Extract to read Start Marker
For the sepsis study, the team wanted to look at how people present with sepsis, how it’s managed in the major Rwandan hospitals and those patients’ outcomes. Hopkinson said the analog system of maintaining medical records made for a unique challenge, with medical charts handwritten in a mix of French and English and stacked haphazardly in a room. Getting approval for research can be much slower in Rwanda, too.
“There's just not the infrastructure that we have here for research,” Hopkinson said. “Here, you'll have your research coordinator, forms ready to go, etc. We had to build our own infrastructure in Kigali to some extent.”
But the rewards are great, too. Much of the data is untapped, Hopkinson said, and the findings are often unpublished and surprising.
“For example, sepsis mortality is very high in Rwanda,” he said. “And we learned that with some simple medical education and basic interventions, you could improve mortality quite a bit. So there are the challenges, but the rewards are very high for the patients.”
In many senses though, Hopkinson said, the lessons of health research abroad are just as applicable back home. Community partners are co-educators and co-researchers. And the same principles of community engagement, listening, adapting and persistence apply.
The needs for research, training and education exist everywhere, Hopkinson said. “Life expectancy in Rwanda is now higher than in certain neighborhoods of Richmond.”
Back to the classroom as a student and teacher
Back at VCU, Hopkinson wanted to build on the research experience in Kigali. The VCU Department of Internal Medicine’s Rising Scholar Program allowed him to dedicate 70% of his time to continuing that research. And as an instructor in the VCU Pulmonary Critical Care Global Health Program, he helps train future international health researchers.
“With global health research, you really have to have a passion for working in challenging environments,” Hopkinson said. “That’s something I try to impart on my students.”
As a Rising Scholar, Hopkinson also had the opportunity to get a Master’s in Clinical and Translational Science, which trains people in how to conduct the research that brings better health care to patients.
“In medical school, you get minimal training on research for those interested in a career in research, and the same is true for residency,” Hopkinson said. “Plenty of researchers have no additional research training and do great, but I found the additional training really helpful. And I've always valued formal education.”
Extract to read End Marker
### Assigned task 1
In the article on Hopkinson's research, what share of his time did the VCU Rising Scholar Program let him devote to continuing the research begun in Kigali?
### Assigned task 2
Write a continuation of the article on Hopkinson's research, starting after its last paragraph.
Information given Start Marker
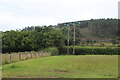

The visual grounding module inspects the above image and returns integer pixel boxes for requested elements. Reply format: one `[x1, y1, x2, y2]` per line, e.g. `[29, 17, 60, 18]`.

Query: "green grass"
[3, 55, 118, 78]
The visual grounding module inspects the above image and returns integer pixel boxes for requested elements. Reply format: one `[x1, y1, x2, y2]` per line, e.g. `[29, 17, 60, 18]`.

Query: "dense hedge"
[59, 47, 120, 55]
[40, 47, 58, 55]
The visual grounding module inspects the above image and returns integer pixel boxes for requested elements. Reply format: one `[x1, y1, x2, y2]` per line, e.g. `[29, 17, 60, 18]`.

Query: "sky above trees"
[0, 0, 119, 31]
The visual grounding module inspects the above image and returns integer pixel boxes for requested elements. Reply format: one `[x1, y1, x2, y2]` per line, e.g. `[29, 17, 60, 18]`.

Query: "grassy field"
[3, 55, 118, 78]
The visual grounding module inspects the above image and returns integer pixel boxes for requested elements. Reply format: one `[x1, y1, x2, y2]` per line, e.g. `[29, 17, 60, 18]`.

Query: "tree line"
[2, 26, 65, 53]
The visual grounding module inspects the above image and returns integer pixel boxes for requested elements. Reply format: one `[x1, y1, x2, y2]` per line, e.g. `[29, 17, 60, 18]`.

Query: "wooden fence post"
[9, 53, 12, 62]
[19, 53, 21, 61]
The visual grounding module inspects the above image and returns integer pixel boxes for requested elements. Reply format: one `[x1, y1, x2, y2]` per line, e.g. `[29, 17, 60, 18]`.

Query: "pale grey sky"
[0, 0, 119, 31]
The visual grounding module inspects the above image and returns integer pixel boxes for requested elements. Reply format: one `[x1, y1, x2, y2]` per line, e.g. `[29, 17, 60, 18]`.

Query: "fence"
[2, 52, 51, 64]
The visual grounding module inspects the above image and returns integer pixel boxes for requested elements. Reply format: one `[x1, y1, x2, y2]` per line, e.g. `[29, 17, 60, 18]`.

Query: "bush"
[59, 47, 120, 55]
[41, 47, 58, 55]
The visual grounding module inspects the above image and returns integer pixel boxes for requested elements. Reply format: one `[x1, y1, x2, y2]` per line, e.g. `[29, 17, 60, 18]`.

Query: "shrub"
[41, 47, 58, 55]
[59, 47, 120, 55]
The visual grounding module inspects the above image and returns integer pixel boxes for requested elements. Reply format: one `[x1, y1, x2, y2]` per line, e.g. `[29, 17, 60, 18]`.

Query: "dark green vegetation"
[2, 19, 120, 53]
[59, 46, 120, 55]
[2, 27, 65, 53]
[3, 55, 118, 78]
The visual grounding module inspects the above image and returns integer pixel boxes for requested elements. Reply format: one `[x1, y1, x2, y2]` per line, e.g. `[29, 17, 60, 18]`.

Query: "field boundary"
[2, 51, 51, 65]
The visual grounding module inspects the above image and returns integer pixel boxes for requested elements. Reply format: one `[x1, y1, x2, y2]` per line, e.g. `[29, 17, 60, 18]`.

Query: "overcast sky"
[0, 0, 119, 31]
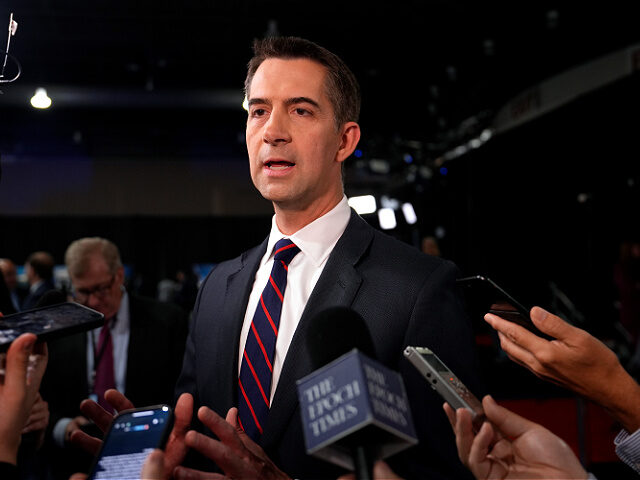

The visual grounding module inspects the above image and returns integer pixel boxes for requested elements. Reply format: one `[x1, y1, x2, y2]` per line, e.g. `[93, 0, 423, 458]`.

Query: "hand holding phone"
[0, 302, 104, 352]
[89, 405, 173, 480]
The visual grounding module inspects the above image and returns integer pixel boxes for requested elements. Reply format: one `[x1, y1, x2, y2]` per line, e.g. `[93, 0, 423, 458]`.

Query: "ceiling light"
[378, 208, 397, 230]
[31, 88, 51, 108]
[348, 195, 377, 215]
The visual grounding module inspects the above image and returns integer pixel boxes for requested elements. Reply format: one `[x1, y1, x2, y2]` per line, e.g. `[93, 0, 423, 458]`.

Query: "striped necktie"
[238, 238, 300, 441]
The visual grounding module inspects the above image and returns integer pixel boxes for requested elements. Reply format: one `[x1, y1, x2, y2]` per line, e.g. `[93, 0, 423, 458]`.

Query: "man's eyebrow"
[248, 97, 320, 108]
[248, 98, 271, 106]
[285, 97, 320, 108]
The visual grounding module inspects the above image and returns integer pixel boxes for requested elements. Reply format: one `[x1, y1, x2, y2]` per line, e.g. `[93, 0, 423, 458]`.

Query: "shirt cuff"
[613, 430, 640, 473]
[51, 418, 72, 448]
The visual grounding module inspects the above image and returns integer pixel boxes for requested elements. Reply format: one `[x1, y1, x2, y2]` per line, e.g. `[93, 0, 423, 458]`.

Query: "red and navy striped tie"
[238, 238, 300, 441]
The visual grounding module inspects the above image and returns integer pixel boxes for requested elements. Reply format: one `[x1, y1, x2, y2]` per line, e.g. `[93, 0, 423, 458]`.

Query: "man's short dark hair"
[244, 37, 360, 127]
[27, 252, 55, 280]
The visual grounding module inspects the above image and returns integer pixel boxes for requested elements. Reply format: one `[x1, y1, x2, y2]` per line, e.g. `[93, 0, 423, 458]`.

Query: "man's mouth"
[265, 160, 295, 170]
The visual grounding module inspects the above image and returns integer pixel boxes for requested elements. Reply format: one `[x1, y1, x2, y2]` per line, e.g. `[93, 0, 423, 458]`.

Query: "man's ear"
[336, 122, 360, 163]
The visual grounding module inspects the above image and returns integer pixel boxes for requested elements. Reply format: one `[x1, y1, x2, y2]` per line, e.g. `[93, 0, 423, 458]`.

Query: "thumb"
[531, 307, 575, 340]
[4, 333, 36, 395]
[140, 448, 164, 480]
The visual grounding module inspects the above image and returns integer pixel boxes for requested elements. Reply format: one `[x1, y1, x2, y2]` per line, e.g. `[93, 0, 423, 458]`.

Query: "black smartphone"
[0, 302, 104, 352]
[404, 346, 485, 432]
[457, 275, 551, 339]
[89, 405, 173, 480]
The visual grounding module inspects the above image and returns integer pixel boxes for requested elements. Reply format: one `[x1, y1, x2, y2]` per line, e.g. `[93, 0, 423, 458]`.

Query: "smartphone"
[89, 405, 173, 480]
[404, 346, 485, 432]
[456, 275, 551, 339]
[0, 302, 104, 352]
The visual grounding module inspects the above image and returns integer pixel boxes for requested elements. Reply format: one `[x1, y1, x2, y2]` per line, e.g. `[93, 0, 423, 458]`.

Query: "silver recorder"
[404, 347, 485, 431]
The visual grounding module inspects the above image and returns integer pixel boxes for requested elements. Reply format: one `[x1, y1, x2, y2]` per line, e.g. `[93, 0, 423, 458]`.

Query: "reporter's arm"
[174, 407, 289, 480]
[444, 396, 588, 480]
[0, 333, 48, 465]
[485, 307, 640, 432]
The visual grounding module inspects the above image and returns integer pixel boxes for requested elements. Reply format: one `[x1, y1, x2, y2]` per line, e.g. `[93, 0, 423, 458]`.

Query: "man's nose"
[262, 108, 291, 145]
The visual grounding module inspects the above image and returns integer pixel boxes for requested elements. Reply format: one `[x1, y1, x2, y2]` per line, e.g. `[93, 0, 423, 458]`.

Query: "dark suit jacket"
[41, 294, 188, 480]
[176, 211, 481, 479]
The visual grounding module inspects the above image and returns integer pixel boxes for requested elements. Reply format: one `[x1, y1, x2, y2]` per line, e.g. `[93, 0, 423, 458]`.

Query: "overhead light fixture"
[348, 195, 377, 215]
[31, 87, 51, 108]
[378, 208, 398, 230]
[402, 202, 418, 225]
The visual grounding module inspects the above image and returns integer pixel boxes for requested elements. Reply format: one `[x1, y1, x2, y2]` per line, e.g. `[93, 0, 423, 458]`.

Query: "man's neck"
[273, 192, 344, 235]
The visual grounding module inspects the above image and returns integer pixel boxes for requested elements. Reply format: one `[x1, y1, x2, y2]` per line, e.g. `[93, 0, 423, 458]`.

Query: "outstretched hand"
[0, 333, 48, 465]
[484, 307, 640, 432]
[174, 407, 289, 480]
[444, 396, 587, 480]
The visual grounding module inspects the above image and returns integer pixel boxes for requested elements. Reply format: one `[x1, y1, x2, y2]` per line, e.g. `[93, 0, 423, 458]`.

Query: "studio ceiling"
[0, 0, 640, 163]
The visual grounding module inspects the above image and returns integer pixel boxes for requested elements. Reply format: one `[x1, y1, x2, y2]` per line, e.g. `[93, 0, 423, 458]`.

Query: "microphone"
[36, 290, 67, 308]
[297, 307, 418, 480]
Information given End Marker
### Answer area 1
70%

### Answer area 2
Classes in team science and clinical trial design appealed to Hopkinson. He also found a new passion in biostatistics with Leroy Thacker, Ph.D., an associate professor in the VCU Department of Biostatistics.
“I really liked learning how to build predictive models,” Hopkinson said. “We got all this data from the sepsis study, and we needed to find what predicts a high mortality likelihood. Learning how to piece all the statistics together and build predictors — it's really powerful and can inform health care so well.”
Hopkinson completes the degree this spring.
“We’re so pleased and proud of all the great work that Dr. Hopkinson has accomplished since coming to VCU for his residency,” said Peter Buckley, M.D., dean of the VCU School of Medicine. “It’s a testament to his drive and his abilities, which were a great fit for the School of Medicine’s strong programs for early career researchers and those interested in careers in global health.”
Hopkinson is taking his medical and research experience to Duke this summer for a three-year fellowship in pulmonology and critical care. The first year and a half will focus on clinical care, and the second half of the fellowship will be research-centric. He’ll continue with his projects in Rwanda, collaborating with researchers in Kigali and at VCU.
“I've learned so much in the last few years between the residency, the Fulbright experience, the Rising Scholars Program, the master’s program and from my mentor, Dr. [Aamer] Syed,” Hopkinson said.
“They’ve made me a much better researcher. And I think that's part of what was strong about my application for the fellowship — just how much I've been able to get done in the last couple of years at VCU.”